Region pointing data
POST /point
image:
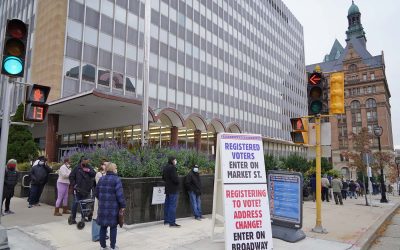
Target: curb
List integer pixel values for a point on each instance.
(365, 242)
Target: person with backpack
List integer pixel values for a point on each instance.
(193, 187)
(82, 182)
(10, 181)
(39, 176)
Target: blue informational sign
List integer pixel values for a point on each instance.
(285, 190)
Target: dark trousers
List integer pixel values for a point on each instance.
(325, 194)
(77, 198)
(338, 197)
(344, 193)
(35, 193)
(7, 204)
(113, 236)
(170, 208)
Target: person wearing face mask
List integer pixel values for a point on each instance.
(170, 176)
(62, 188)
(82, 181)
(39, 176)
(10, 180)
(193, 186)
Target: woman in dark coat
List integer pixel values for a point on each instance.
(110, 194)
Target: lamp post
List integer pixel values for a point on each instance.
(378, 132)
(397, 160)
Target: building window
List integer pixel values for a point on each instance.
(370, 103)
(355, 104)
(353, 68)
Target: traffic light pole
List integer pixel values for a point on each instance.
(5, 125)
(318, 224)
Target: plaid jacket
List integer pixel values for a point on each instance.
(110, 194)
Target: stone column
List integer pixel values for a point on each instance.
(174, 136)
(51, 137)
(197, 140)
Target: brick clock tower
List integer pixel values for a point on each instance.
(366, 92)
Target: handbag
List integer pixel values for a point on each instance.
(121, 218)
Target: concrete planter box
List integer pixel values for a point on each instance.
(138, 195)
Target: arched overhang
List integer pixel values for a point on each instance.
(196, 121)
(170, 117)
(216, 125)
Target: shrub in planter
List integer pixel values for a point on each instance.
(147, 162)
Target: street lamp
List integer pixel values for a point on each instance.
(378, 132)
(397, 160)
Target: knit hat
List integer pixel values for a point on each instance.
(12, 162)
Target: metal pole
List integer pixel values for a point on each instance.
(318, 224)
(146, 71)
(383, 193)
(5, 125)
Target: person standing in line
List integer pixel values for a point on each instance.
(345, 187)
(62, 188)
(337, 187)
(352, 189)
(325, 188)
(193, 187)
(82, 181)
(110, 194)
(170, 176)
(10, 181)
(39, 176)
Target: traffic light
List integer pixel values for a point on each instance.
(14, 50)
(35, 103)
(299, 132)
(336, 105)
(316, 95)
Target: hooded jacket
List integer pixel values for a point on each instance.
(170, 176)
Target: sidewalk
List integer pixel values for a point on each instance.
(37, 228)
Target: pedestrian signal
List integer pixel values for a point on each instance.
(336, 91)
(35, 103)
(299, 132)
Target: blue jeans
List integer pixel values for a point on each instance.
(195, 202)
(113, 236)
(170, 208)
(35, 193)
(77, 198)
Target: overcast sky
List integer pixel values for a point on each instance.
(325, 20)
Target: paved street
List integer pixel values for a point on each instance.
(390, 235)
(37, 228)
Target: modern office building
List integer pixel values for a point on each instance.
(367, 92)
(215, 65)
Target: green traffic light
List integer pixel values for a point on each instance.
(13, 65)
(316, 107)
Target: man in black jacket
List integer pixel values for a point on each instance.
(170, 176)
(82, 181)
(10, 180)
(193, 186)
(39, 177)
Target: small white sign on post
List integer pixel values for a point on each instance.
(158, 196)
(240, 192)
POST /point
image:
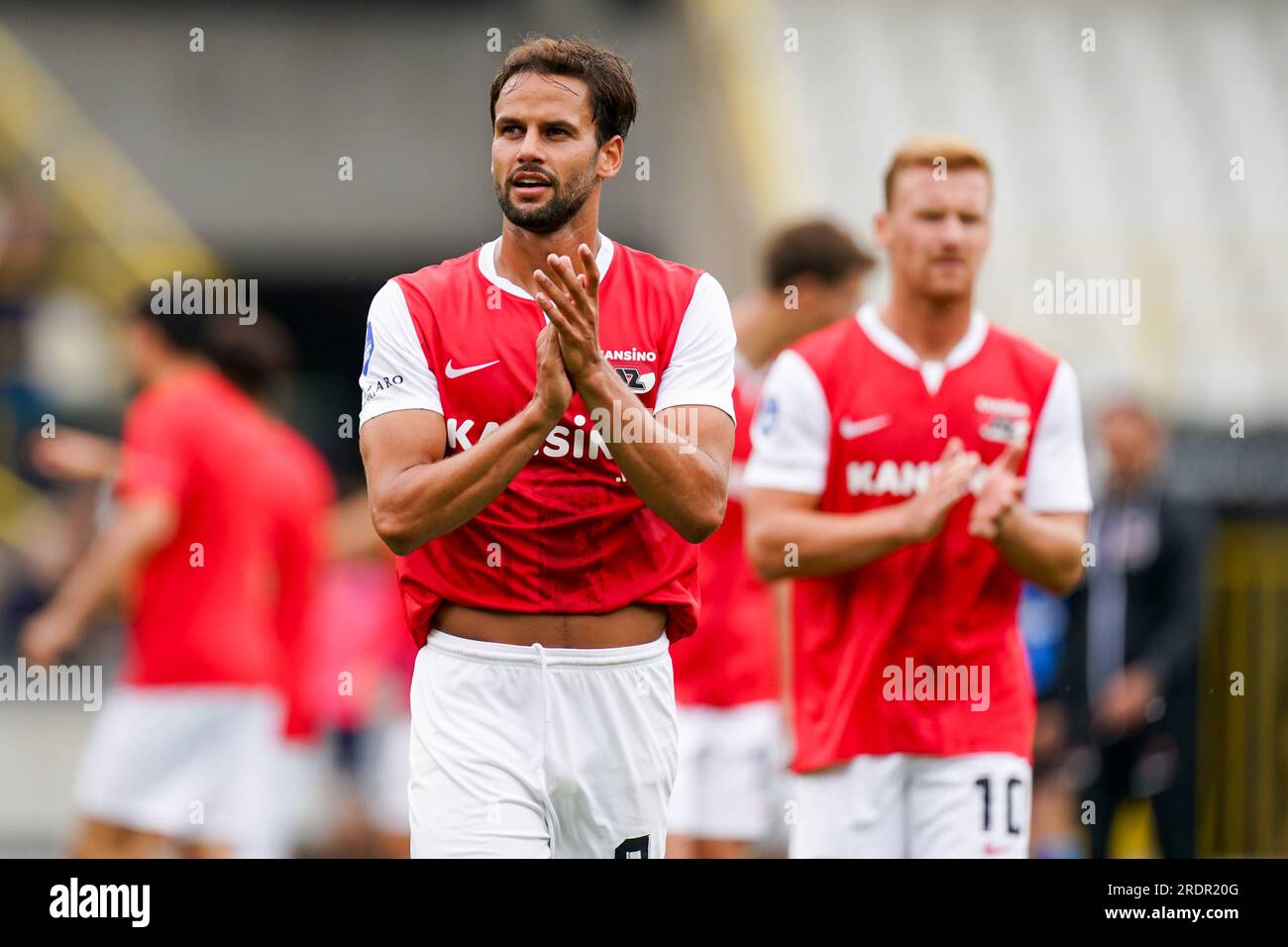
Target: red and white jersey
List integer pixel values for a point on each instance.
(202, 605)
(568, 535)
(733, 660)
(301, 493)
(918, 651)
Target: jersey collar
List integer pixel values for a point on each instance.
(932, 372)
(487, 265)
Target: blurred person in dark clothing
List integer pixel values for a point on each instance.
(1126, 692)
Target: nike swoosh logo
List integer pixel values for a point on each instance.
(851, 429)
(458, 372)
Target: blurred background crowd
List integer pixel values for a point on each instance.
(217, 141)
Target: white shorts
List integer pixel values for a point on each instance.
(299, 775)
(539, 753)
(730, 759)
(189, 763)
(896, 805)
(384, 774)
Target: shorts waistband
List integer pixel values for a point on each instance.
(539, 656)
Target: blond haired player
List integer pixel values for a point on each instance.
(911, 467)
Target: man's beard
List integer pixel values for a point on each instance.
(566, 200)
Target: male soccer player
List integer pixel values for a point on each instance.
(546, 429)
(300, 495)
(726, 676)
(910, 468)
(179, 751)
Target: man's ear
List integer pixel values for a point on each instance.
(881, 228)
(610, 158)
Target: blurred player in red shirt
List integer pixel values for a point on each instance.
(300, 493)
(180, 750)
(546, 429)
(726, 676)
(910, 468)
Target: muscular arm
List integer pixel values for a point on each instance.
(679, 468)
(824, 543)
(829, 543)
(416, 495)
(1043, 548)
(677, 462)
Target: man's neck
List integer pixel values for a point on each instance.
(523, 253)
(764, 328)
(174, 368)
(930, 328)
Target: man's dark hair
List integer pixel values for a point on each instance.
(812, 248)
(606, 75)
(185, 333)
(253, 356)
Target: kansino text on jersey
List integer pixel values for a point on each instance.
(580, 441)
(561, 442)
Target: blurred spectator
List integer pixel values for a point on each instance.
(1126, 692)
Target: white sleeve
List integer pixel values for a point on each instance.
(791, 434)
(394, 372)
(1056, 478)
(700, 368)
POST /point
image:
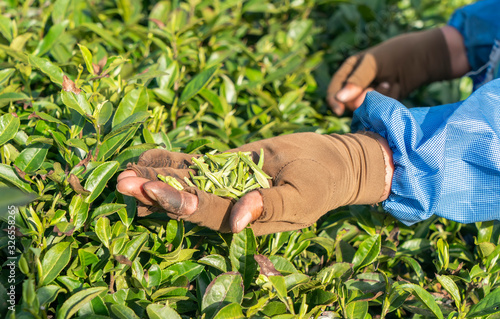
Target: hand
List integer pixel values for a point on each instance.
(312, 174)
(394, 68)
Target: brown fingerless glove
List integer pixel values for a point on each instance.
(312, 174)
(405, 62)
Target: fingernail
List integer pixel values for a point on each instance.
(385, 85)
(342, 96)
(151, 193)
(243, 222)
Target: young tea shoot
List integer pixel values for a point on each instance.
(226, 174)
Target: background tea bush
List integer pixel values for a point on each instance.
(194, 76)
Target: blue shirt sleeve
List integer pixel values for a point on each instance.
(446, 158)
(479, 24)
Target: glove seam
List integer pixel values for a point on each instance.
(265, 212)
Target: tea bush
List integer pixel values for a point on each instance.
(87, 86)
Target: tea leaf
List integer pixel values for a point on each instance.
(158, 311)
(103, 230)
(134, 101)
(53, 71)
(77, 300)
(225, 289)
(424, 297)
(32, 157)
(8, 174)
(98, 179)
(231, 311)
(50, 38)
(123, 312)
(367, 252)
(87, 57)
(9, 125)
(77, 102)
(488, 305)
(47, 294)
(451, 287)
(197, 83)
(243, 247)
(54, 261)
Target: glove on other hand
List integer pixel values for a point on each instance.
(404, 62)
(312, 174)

==

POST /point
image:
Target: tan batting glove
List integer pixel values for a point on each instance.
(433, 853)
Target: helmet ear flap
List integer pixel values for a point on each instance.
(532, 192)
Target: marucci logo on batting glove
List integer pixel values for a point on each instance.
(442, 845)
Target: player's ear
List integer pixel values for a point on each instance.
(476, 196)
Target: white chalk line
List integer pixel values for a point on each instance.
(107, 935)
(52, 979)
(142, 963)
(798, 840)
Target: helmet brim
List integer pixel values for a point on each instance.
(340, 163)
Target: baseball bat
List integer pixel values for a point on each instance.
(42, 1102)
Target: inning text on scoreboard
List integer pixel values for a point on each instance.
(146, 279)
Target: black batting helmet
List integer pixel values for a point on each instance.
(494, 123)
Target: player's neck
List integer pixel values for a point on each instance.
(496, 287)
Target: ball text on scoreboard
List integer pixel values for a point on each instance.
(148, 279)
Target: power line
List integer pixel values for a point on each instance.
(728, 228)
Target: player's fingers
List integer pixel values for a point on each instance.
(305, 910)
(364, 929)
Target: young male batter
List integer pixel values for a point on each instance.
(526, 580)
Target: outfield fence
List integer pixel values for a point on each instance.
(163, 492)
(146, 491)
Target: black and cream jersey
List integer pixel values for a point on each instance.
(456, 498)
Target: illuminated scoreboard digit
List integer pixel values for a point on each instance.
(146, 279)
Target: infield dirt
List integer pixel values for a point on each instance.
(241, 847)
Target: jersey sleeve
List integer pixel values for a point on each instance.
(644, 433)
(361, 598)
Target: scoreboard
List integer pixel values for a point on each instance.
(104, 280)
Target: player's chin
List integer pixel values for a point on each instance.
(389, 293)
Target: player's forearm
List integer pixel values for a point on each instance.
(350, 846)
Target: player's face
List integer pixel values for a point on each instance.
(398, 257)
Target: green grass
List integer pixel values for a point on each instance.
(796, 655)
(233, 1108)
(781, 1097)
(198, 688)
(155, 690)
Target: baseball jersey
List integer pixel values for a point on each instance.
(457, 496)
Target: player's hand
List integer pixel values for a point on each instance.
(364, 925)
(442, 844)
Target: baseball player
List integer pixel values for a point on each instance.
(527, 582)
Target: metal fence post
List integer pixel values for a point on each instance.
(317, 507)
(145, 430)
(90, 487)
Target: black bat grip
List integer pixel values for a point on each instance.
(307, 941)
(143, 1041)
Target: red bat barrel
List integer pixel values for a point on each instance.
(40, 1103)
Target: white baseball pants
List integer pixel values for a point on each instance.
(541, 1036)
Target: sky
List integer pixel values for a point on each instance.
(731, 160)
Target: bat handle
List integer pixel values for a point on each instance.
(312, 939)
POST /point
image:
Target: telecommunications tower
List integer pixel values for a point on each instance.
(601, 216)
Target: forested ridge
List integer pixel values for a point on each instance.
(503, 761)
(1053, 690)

Work instruction: Give again, exactly as written above, every line from the one holding "Target: muscular arm" to the one holding "Target: brown fingerless glove", with both ends kept and the pictures left out.

Output:
Target: muscular arm
List integer pixel values for a point on each instance.
(679, 468)
(824, 543)
(829, 543)
(416, 495)
(1043, 548)
(677, 462)
Target: man's neck
List integer pixel values for a point on each instance.
(523, 253)
(764, 328)
(174, 368)
(930, 328)
Target: man's dark hair
List integer pixel values for a point on each instance.
(812, 248)
(606, 75)
(185, 333)
(253, 356)
Target: kansino text on jersey
List integer pixel values for a point on each instance.
(580, 441)
(561, 442)
Target: blurred spectator
List integer pixel values for a point on each instance.
(1126, 692)
Target: white sleeve
List integer pixel values for a point on each instance.
(791, 434)
(394, 372)
(1056, 478)
(700, 368)
POST /point
image:
Target: hand
List integer pixel values for a point on each instance.
(312, 174)
(394, 68)
Target: brown fingerless glove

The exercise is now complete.